TASK DIRECTIONS
Copy the following lines exactly, starting with the line containing "Could you spot the bicycle" and ending with the line containing "(1243, 716)", both included.

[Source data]

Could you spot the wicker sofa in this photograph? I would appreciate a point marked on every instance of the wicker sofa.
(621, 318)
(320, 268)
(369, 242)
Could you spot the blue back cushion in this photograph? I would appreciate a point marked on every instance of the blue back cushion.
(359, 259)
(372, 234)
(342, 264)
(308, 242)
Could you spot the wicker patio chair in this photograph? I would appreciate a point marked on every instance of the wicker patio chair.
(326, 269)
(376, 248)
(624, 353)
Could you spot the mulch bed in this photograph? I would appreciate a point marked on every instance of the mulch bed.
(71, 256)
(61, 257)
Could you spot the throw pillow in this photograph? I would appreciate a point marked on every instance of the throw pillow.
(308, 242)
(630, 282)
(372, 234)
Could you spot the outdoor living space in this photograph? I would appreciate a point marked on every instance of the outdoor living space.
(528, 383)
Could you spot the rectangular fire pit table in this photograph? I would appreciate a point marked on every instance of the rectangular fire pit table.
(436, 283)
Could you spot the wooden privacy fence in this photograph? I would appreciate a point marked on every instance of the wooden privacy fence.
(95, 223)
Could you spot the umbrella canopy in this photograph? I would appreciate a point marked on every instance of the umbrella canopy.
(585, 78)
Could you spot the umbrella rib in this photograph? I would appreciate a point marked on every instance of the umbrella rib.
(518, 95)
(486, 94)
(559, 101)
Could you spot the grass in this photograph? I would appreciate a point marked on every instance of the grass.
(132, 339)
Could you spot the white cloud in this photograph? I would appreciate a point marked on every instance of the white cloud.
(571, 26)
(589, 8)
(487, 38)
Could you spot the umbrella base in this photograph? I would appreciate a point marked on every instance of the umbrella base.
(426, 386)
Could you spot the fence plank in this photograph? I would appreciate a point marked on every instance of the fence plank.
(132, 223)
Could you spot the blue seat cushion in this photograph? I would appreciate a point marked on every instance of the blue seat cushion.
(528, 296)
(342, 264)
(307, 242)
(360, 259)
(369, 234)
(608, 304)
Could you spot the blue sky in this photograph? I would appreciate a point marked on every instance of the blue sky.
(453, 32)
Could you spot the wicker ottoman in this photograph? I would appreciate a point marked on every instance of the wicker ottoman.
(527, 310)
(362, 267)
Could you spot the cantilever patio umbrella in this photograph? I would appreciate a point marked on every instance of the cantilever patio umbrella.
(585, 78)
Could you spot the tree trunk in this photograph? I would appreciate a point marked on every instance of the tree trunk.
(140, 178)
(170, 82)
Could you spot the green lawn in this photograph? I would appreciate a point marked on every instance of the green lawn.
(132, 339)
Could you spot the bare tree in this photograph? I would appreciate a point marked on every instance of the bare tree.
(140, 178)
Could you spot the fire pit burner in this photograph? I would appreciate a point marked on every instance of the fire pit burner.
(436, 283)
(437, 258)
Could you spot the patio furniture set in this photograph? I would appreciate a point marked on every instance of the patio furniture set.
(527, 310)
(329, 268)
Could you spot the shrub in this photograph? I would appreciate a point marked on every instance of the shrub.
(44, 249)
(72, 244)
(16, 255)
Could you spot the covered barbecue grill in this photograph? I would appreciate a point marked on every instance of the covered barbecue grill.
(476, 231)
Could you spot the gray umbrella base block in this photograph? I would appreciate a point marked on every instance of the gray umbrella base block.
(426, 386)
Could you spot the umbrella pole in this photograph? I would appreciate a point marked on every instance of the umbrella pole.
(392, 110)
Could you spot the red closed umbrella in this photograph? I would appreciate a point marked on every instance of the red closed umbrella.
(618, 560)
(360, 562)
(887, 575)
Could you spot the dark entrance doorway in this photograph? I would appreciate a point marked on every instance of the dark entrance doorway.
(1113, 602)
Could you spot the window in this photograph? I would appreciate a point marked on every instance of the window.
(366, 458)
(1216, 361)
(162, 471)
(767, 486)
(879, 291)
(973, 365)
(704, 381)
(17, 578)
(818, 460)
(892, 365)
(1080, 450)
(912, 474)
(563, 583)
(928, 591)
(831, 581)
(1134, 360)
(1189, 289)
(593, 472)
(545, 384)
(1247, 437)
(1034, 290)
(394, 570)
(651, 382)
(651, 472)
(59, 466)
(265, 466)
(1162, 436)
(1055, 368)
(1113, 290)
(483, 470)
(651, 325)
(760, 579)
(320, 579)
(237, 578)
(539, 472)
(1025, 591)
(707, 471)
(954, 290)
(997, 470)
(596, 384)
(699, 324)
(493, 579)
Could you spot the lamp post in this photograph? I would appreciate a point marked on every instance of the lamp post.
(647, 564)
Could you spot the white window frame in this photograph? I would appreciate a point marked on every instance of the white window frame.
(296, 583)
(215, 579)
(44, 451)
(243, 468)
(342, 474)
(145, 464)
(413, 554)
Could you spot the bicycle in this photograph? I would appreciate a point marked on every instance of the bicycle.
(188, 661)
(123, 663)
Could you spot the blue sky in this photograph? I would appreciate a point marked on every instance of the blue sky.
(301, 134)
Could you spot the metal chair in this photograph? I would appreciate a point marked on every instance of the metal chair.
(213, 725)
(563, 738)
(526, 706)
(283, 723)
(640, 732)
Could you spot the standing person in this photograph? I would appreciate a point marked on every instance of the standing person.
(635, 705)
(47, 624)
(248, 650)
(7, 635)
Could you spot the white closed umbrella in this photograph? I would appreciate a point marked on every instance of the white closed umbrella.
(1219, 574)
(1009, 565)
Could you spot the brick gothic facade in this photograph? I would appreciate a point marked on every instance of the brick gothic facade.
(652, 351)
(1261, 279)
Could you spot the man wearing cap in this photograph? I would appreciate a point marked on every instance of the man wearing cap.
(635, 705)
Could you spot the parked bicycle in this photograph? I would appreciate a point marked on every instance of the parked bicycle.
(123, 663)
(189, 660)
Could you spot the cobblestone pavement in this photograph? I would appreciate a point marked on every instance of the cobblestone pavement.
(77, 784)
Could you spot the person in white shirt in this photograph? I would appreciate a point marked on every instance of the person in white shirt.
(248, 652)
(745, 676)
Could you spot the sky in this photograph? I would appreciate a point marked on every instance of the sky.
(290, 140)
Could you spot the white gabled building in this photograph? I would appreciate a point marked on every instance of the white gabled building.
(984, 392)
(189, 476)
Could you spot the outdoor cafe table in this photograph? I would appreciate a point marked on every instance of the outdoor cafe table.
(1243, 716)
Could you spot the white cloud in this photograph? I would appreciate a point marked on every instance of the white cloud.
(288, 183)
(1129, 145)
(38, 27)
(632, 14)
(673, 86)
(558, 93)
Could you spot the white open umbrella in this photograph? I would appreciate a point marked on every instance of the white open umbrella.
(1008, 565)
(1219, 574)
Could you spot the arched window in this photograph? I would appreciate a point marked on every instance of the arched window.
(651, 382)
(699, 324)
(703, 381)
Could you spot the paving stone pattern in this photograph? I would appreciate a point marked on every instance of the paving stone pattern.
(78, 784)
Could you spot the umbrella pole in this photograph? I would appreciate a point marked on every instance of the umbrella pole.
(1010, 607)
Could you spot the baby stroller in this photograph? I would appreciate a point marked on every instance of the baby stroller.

==

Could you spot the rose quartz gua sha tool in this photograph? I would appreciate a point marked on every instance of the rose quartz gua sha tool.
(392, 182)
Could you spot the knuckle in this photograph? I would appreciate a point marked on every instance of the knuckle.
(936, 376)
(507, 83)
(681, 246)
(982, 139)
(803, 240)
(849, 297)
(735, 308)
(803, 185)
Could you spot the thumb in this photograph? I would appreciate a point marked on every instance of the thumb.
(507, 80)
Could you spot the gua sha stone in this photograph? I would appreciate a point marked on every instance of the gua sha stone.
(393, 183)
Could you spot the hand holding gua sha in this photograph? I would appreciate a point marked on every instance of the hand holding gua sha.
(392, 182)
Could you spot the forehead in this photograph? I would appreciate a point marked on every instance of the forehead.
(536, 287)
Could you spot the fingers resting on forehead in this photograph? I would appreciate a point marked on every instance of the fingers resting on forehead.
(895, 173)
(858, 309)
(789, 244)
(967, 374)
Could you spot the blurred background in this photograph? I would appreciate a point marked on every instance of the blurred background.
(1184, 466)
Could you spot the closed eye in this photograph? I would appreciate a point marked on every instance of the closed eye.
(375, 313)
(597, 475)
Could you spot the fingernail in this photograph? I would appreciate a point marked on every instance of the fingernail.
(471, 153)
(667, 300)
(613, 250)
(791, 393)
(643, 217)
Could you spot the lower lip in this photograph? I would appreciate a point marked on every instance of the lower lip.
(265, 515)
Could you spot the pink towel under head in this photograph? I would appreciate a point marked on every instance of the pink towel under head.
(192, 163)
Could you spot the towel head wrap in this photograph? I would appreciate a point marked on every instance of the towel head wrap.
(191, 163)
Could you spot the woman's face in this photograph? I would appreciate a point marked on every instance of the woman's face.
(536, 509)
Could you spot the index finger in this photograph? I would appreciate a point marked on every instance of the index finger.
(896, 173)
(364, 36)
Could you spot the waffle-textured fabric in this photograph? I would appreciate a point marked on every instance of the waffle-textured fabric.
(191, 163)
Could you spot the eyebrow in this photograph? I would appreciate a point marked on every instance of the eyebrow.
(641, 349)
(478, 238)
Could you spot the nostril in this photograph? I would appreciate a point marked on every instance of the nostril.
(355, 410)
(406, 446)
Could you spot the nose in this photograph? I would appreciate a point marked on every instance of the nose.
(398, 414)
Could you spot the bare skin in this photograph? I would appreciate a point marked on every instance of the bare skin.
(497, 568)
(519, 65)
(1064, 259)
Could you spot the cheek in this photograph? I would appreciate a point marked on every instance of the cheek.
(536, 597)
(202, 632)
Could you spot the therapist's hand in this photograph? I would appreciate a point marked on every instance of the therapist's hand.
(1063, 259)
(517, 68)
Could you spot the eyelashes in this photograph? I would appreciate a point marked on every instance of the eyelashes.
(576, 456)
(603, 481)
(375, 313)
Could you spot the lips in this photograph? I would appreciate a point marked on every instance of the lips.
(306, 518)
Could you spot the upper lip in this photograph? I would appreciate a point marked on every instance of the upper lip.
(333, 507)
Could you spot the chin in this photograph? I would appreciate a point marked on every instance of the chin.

SOLUTION TO THE PROBLEM
Could you spot the bicycle in this photograph? I would appreciate a point marked on every instance of the bicycle.
(188, 661)
(123, 663)
Could you spot the blue sky in this photograph? I would appreciate a point marked on every instance of the blue sky.
(301, 134)
Could you spot the metal chair in this photograph? I would appreciate a point marked on every instance of the metal chair.
(213, 725)
(563, 738)
(526, 706)
(283, 723)
(640, 732)
Could you spot the standing person in this photograph? I would appreciate a point marked on every instance of the standing person.
(635, 705)
(47, 624)
(248, 650)
(7, 635)
Could you spot the white closed umbrella in this photograph? I would appreciate a point marked on every instance of the white closed umbrella.
(1219, 574)
(1009, 565)
Could you spot the brick gothic facade in this photograph? I would appreciate a point marked on every instance of the brick gothic facade.
(652, 351)
(1261, 279)
Could you spot the man wearing cap in this photograph? I would appreciate a point marked on every instance of the man wearing cap.
(635, 705)
Could you spot the parked bicycle in this photograph? I would appreciate a point marked on every instance of the parked bicycle.
(123, 663)
(189, 660)
Could you spot the cobblestone pavement in this photograph? I would appreciate a point marked on every instance of the cobblestone pavement.
(77, 784)
Could you spot the person in white shirt in this photograph? I would appreciate a point marked on every instance of the person in white shirt.
(248, 652)
(745, 676)
Could you spot the sky in this photograph? I would appreciate a point marked on every instance of the sky.
(290, 140)
Could you spot the white gabled building in this photograph? I would appreciate a point marked on every instance of the white gabled building.
(984, 392)
(189, 476)
Could you spot the outdoor cafe table in this photograph? I would appreciate a point marked on every instance of the outdoor cafe table.
(1243, 716)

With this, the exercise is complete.